DOCUMENT TEXT:
Hello, not sure if this is the best place to seek answers but this forum popped up as an option when searching the net for info about Quatre Gain Cell Series Amplifiers. Want to know how to approach powering them up for the first time in probably 6-10 years. One is a DG250C and the other a GC500 the internals in both look fairly clean although showing signs of possible repairs or up-grades... etc, and both look like fairly substantial pieces of gear with one (GC500) having the most enormous power transformer I’ve ever seen on any piece of music gear to date period. A friend of mine got them out of a storage room in a club where they were once used as the house dance pa system and I don’t even know if they work or not. Given the nature of the situation it would seem reckless to simply load the speaker out’s and just plug it into the wall due to the size of the capacitors and the adjacent delicate looking pc boards with small chips standing off the board.

SUPPLIED INFORMATION:
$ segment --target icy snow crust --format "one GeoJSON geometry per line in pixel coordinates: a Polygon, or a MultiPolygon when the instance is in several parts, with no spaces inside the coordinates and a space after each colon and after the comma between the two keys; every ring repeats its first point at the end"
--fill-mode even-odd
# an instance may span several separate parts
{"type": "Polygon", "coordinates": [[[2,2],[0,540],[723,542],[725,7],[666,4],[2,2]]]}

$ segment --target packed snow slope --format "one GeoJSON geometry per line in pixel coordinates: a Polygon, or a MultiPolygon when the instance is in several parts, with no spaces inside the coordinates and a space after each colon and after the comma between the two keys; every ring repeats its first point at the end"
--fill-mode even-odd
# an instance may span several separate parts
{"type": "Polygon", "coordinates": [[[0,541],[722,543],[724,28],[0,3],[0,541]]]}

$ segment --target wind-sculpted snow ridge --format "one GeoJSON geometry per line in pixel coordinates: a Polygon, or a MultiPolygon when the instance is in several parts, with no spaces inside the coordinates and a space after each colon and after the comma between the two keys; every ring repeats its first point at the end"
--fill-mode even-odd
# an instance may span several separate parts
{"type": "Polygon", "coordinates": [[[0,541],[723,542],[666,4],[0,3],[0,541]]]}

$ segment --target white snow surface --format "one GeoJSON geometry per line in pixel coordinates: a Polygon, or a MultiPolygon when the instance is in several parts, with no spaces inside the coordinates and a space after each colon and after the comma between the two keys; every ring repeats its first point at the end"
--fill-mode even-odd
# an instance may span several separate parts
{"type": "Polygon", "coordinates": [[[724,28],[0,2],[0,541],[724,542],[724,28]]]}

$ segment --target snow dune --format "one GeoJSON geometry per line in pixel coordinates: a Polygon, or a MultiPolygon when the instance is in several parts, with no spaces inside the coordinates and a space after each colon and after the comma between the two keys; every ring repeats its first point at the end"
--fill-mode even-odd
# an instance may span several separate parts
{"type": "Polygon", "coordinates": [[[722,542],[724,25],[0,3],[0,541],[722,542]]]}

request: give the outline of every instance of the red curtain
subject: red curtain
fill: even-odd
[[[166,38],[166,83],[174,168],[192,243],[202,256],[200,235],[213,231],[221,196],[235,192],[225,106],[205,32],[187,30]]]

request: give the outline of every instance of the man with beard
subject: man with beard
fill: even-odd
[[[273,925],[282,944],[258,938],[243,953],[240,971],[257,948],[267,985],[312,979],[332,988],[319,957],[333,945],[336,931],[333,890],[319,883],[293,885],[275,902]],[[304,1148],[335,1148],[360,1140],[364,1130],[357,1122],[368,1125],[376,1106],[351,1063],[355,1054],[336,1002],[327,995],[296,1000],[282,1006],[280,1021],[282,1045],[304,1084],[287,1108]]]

DIRECTION: Continue the amplifier forum post, starting right after its last sentence.

EXPECTED ANSWER:
I’m hoping that I could use these (or one of them) for an alternative s-state system in my home as I do enjoy the clarity and POWER of a good s-state amp as an alternative to several tube amp sound systems that I currently own and rotate periodically. I had to sell my last good s-state power amp about a year ago due to relocation cost and I miss it. It was a JBL/Urei 6260 power amp and I used it mostly to power my Altec Valencia’s that also had to go about a year prior. Anyway… enough sob story telling. Any advice on these amps? Things I should know? Like, how to control the levels as there aren’t any on the amps themselves?? And the safest way to test power them up would be greatly appreciated. Again i have 2 amplifiers… Quatre Gain Cell Series DG250C QMI and GC500 QMI.

Also: I'm a diy-er that probably should have been on this forum a long time ago and looking forward to sharing ideas and learning more about how to tweak, mod and make usable circuits.

Thanks!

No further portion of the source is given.